◆ **Your task**: Please reproduce the article below on vitamin C and brain function word for word, from its dateline to its final sentence.

◆ **Passage shown**:
▼
Wednesday, September 20, 2017 by Isabelle Z.
Vitamin C gets a lot of buzz during cold season, but it turns out that the nutrient also has a substantial effect on the human brain. Researchers from Australia’s Centre for Human Psychopharmacology at Swinburne University of Technology and the National Institute of Integrative Medicine have found a link between vitamin C levels and cognitive function.
The antioxidant properties of vitamin C have been studied extensively, but its biological roles in the brain have only become a topic of interest recently. Animal studies show that the vitamin plays a crucial role in neurodevelopment by impacting not only the general development of neurons but also neuron differentiation and the formation of myelin.
Given its importance in the central nervous system, many studies have looked into whether a person’s vitamin C status is related to their cognitive performance. However, the review carried out by the Australian researchers is the first one to examine the effects of vitamin C levels on cognitive performance in people with normal cognitive functioning as well as those who are cognitively impaired.
▲
◆ **Study material**:
▼
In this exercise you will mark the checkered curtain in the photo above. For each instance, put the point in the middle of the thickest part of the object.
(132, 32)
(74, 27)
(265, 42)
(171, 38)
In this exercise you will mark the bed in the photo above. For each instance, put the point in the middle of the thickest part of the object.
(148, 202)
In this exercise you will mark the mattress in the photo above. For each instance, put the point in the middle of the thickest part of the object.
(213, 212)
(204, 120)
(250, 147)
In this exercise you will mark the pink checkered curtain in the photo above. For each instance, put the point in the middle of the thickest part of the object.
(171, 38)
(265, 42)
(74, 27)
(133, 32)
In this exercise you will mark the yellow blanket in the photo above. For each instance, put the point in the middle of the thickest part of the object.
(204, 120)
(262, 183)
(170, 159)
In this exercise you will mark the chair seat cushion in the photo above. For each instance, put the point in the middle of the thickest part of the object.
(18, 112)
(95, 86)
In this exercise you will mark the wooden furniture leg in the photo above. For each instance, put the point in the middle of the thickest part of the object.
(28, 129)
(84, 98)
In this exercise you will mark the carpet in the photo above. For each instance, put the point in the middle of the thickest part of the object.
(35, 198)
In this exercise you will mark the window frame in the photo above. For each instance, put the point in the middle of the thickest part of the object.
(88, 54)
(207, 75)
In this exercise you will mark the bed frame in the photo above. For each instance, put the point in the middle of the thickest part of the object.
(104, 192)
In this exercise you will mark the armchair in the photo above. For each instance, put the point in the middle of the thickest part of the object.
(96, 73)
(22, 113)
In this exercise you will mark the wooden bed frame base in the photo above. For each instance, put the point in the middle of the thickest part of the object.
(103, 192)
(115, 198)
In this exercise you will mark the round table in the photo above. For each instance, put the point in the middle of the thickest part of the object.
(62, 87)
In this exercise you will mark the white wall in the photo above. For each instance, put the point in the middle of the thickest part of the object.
▲
◆ **Reply to the exercise**:
Wednesday, September 20, 2017 by Isabelle Z.
Vitamin C gets a lot of buzz during cold season, but it turns out that the nutrient also has a substantial effect on the human brain. Researchers from Australia’s Centre for Human Psychopharmacology at Swinburne University of Technology and the National Institute of Integrative Medicine have found a link between vitamin C levels and cognitive function.
The antioxidant properties of vitamin C have been studied extensively, but its biological roles in the brain have only become a topic of interest recently. Animal studies show that the vitamin plays a crucial role in neurodevelopment by impacting not only the general development of neurons but also neuron differentiation and the formation of myelin.
Given its importance in the central nervous system, many studies have looked into whether a person’s vitamin C status is related to their cognitive performance. However, the review carried out by the Australian researchers is the first one to examine the effects of vitamin C levels on cognitive performance in people with normal cognitive functioning as well as those who are cognitively impaired.